Try it - Could you copy exactly the lines below from the one with "Target: dark beard" to the one with "Target: red jeep suv", inclusive, leaving out any pictures?

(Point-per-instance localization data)
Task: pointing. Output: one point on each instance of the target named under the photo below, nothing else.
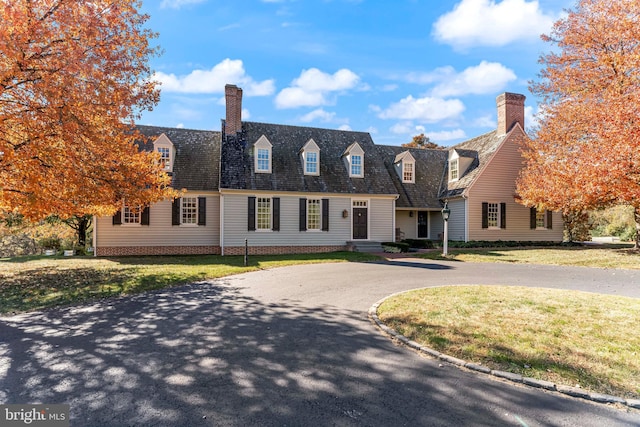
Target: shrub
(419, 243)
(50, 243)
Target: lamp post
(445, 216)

* * *

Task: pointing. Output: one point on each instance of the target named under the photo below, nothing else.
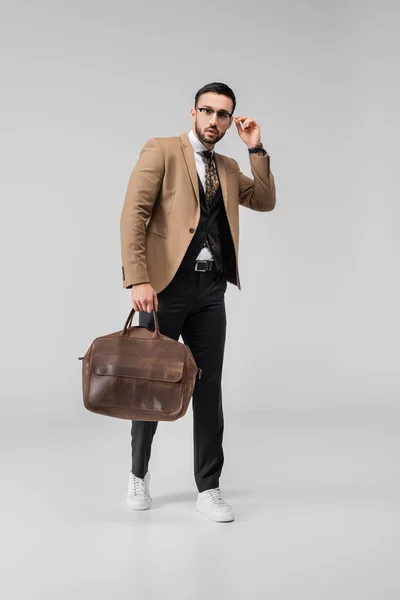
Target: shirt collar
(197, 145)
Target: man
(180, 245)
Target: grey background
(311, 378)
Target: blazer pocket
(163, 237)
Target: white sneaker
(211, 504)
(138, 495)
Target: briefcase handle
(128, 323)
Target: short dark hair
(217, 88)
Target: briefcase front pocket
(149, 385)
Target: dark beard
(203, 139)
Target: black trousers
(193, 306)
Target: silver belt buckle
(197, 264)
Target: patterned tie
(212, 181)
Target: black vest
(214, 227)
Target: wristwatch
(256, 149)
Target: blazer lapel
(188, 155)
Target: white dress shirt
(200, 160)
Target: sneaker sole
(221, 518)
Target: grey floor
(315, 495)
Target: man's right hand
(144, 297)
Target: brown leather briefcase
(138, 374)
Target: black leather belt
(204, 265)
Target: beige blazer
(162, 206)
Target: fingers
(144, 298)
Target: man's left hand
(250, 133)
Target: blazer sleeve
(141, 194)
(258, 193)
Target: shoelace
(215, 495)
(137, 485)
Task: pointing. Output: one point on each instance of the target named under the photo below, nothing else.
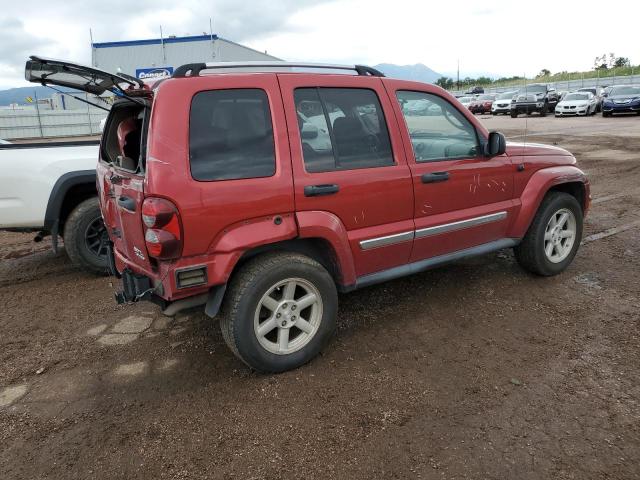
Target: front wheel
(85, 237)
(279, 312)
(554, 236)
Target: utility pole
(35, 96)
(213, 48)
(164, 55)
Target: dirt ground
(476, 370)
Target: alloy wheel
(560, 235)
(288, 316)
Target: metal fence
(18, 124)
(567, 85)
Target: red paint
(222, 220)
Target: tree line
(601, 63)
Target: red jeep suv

--

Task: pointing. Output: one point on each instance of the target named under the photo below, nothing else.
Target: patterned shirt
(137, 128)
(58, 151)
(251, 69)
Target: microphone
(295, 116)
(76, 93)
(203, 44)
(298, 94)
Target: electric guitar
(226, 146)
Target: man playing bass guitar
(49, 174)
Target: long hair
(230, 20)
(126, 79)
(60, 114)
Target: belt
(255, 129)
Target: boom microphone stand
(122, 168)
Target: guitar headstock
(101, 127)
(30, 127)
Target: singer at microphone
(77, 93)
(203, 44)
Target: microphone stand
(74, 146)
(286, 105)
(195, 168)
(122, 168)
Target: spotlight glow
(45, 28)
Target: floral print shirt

Output of the exercise -
Target: dark beard
(203, 139)
Target: black trousers
(193, 306)
Target: silver belt buckle
(197, 264)
Target: patterned tie
(212, 181)
Target: black vest
(214, 227)
Target: wristwatch
(256, 149)
Target: blazer lapel
(188, 155)
Target: white dress shirt
(200, 160)
Target: sneaker sole
(221, 518)
Target: grey floor
(315, 495)
Target: man's right hand
(144, 297)
Target: brown leather briefcase
(138, 374)
Target: black leather belt
(204, 265)
Target: beige blazer
(162, 206)
Target: fingers
(144, 298)
Target: man's left hand
(250, 133)
Target: blazer sleeve
(141, 194)
(258, 193)
Target: shoelace
(215, 495)
(137, 485)
Task: pointing. Output: one point on each instance of the target named under the photo below, nothing else.
Target: front wheel
(85, 237)
(279, 312)
(554, 236)
Target: utility pole
(35, 96)
(213, 48)
(164, 55)
Target: dirt ground
(476, 370)
Target: alloy wheel
(560, 235)
(288, 316)
Target: metal fence
(18, 124)
(567, 85)
Target: red paint
(222, 220)
Target: tree line
(601, 63)
Target: red jeep suv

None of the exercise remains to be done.